Dataset records >>
((

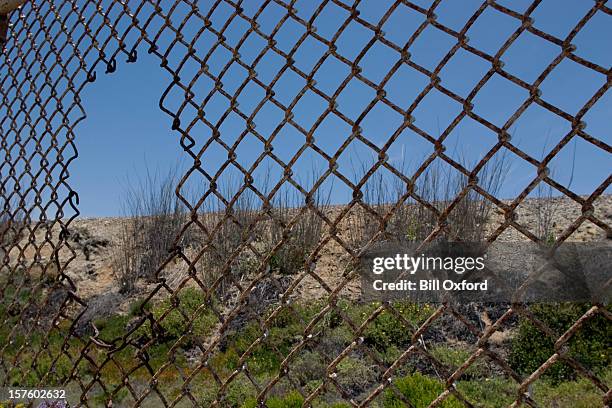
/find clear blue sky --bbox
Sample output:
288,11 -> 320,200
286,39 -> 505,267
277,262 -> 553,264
69,0 -> 611,217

))

TASK OBJECTIVE >> An exact reproduction of the data above is required, with every picture removed.

SOLUTION BELOW >>
/find clear blue sky --bbox
Sample output:
288,11 -> 320,200
286,39 -> 505,267
277,262 -> 553,264
69,0 -> 611,217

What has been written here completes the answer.